• **What to produce**:
Return every line of the records below that contains the word "white", copying each line unchanged.
+ + + + +
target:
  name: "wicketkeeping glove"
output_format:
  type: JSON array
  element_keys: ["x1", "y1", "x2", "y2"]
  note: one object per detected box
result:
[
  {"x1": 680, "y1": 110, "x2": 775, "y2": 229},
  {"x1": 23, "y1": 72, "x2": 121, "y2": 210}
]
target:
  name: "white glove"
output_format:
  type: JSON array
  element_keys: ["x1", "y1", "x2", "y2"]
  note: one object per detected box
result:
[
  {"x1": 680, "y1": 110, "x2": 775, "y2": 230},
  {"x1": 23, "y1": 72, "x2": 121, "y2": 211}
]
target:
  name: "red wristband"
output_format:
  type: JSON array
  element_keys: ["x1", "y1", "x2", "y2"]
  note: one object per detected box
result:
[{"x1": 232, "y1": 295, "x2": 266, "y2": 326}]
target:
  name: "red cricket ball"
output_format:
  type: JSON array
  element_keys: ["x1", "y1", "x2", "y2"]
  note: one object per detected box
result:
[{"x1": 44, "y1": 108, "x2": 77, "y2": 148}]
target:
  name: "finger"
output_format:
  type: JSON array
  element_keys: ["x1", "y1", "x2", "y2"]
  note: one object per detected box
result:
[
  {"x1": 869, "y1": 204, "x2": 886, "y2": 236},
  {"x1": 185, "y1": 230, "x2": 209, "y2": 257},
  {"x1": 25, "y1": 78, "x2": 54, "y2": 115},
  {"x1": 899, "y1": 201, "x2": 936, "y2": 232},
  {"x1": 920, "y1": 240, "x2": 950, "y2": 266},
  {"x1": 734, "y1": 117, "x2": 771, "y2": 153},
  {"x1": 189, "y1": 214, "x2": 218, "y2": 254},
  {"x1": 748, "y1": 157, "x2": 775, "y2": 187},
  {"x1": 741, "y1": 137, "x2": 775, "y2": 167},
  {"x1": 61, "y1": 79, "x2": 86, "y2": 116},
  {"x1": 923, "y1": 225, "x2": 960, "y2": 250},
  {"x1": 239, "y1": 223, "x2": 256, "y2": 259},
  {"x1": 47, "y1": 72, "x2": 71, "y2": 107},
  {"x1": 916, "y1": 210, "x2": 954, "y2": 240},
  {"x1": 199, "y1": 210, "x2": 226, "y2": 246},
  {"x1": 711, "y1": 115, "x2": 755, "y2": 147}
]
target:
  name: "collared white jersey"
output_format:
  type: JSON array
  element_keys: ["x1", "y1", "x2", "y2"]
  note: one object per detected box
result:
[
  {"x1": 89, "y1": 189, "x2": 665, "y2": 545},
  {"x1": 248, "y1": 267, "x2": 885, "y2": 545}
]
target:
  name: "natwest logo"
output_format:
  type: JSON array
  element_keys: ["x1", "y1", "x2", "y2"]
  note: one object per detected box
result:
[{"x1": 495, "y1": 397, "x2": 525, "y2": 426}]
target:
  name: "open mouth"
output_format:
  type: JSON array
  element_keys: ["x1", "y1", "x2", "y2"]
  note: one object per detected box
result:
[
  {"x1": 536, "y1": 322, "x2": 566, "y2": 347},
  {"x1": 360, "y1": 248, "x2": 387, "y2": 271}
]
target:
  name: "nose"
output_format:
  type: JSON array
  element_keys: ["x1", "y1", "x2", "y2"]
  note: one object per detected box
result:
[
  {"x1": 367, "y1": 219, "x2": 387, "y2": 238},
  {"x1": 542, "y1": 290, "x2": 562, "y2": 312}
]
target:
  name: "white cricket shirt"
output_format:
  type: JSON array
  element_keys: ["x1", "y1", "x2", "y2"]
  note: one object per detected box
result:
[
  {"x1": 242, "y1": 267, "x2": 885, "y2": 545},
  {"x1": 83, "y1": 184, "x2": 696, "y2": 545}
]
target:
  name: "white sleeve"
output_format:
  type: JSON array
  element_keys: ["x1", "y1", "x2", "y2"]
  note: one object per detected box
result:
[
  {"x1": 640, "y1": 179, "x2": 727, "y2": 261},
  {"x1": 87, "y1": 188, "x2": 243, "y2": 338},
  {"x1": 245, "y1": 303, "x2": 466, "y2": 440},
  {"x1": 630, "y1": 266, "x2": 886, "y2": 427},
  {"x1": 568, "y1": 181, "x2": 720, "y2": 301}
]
+ + + + +
• **Problem solution**:
  name: "white glove"
  name: "collared white jersey"
  name: "white cricket shirt"
  name: "white sleeve"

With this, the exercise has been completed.